(Dataset entries)

▬▬▬▬▬▬

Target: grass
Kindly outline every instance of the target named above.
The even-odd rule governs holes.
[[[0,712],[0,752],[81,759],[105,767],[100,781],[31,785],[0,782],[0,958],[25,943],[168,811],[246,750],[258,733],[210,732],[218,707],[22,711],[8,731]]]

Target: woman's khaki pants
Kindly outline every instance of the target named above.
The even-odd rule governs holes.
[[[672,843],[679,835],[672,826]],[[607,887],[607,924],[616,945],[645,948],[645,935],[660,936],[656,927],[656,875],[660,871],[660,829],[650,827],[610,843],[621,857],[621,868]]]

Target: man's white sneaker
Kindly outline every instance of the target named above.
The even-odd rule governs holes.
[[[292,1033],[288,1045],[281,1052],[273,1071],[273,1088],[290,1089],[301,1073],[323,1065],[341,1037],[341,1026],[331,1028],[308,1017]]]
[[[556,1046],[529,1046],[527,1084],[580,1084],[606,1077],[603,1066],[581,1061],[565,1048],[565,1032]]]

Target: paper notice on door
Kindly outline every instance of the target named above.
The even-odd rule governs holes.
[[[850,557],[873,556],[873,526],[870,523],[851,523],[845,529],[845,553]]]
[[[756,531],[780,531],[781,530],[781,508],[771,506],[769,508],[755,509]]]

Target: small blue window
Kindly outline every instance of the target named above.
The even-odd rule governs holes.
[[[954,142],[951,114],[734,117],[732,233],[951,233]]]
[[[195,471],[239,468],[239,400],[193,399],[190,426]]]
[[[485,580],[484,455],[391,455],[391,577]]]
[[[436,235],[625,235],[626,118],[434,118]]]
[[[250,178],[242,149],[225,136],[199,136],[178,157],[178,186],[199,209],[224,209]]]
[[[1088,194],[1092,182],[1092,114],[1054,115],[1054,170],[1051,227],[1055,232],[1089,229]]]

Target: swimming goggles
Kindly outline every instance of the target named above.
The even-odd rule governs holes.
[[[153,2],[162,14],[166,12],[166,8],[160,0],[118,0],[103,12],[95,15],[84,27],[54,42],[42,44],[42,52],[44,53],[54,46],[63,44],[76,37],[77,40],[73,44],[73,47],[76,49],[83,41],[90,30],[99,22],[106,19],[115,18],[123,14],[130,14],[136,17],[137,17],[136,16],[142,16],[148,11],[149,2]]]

▬▬▬▬▬▬

Task directions:
Starting at the line that contains "Target: paper notice on door" and continuing through the end of the material, reproduce every line, requests included, but multiply each polygon vertex coordinate in the answers by 1.8 and round it to a whole number, with halves rounded up.

Task output:
Target: paper notice on door
Kindly outline every instance of the target named above.
The even-odd rule governs holes.
[[[1530,1003],[1571,1001],[1571,947],[1566,941],[1532,941],[1521,952],[1521,995]]]
[[[1361,956],[1404,956],[1406,954],[1406,914],[1388,911],[1384,914],[1359,916]]]

Target: small blue window
Kindly outline every instance of the target named above.
The even-odd rule governs holes.
[[[1717,256],[1712,205],[1321,211],[1318,419],[1712,419]]]
[[[351,848],[430,842],[430,720],[347,718],[342,767]]]
[[[873,1044],[871,819],[704,819],[704,1039]]]
[[[785,423],[1125,423],[1127,212],[781,212]]]
[[[450,320],[436,268],[405,245],[358,245],[320,283],[320,335],[358,376],[403,376]]]
[[[1958,349],[1966,328],[1966,205],[1897,207],[1897,306],[1892,409],[1899,418],[1960,412]]]

Target: swimming goggles
Kindly outline every instance of the target named above.
The even-odd rule governs holes.
[[[275,4],[292,25],[299,22],[299,14],[288,0],[212,0],[185,22],[171,27],[151,49],[97,76],[76,79],[76,94],[79,95],[97,83],[113,79],[137,67],[139,72],[131,79],[131,85],[137,88],[149,74],[162,54],[178,40],[191,34],[207,32],[221,25],[234,25],[245,31],[247,31],[245,29],[256,29],[266,20],[268,4]]]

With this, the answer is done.